# Passage
Disillusionment With Academia: Why Leave the Research World?

An invited speaker's talk from the 2023 March Meeting of the American Physical Society. The March Meeting is one of two major, annual conferences held by APS, bringing together a global crowd of researchers and students to present their findings and gauge the field's progress. | Source: American Physical Society

The beauty of physics research, outside of the publication reviews, conferences, symposiums, and talks, lies in its fundamentality. To describe any phenomenon, whether it be something as simple as the trajectory of a ball, or something as complex as the measurement of quantum dot resonators, means searching for symmetries, mathematical systems, along experimental data to solidify explanations. The span of this sprawling field, filled with descriptions of reality at every scale, yields countless research possibilities. Such an opportunity to explore even the most unusual or intricate systems of energy and matter requires not just academic curiosity but also exorbitant amounts of deliberation and collaboration with other researchers.

# What you will do
A: According to the passage on leaving academia, how many major annual conferences does the American Physical Society hold?
B: Write the next part of the passage on leaving academia, starting after its final sentence.
The material after this passage is not needed for any task.

# Material provided
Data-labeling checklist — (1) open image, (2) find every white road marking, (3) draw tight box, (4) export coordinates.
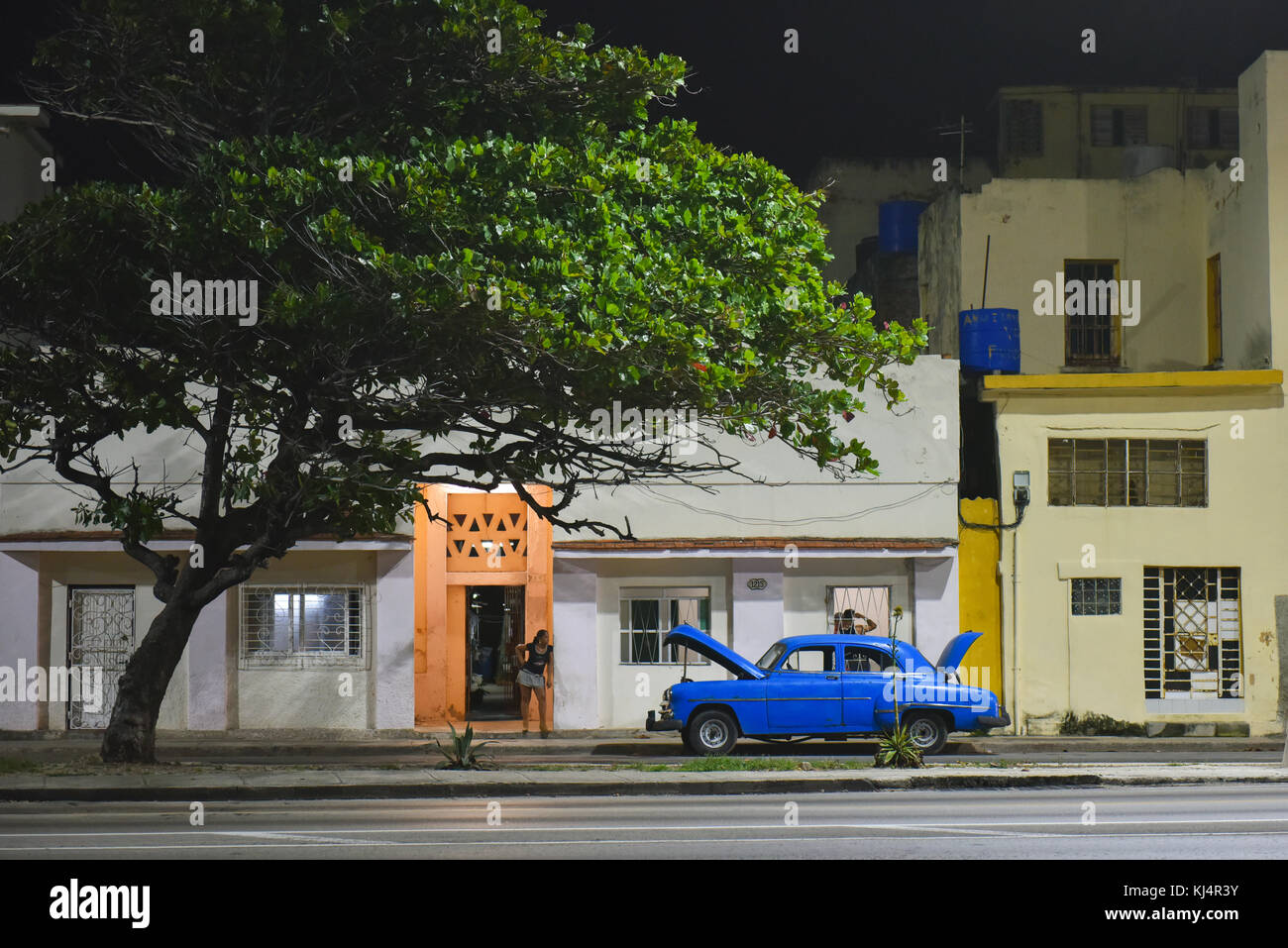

# Answers
A: Two.

B:
To an extent, mathematics research shares many similarities with its physics counterpart. Though it lacks the physical experiments to check theoretical results against, the process of inquiry into various subfields (or perhaps, subrings) based on formal mathematical logic via axioms, intermediate lemmas, and previously derived theorems, mirrors that of theoretical physics. As is the case with numerous sects of modern research, creativity, and abstraction play a substantial role in the inquiry process. (NB: Though there is overlap between multiple academic fields besides mathematics and physics, the two are sprawling systems of research and instruction themselves, so the pair of subjects are focused on for both relevance and brevity.)

With relative job security, especially for tenure-track and tenured professors, the opportunity to explore an academic interest to its fullest extent seems idyllic. Still, a brief search through academic forums and question sites yields disgruntled graduate students, post-doctoral researchers, and, though rarer, fully tenured professors, each with unique sets of qualms regarding the current state of academia. Whether these reasons are financial, socio-cultural, or simple dissatisfaction with the career track, it appears there exists no singular, identifiable flaw in the academic system, and thus, there exists no apt solution. As such, faculty or students initially on a track towards university faculty careers may instead veer towards industry jobs (for physics or mathematics researchers, this is often in quantitative finance), national laboratory positions, or “clinical” teaching positions.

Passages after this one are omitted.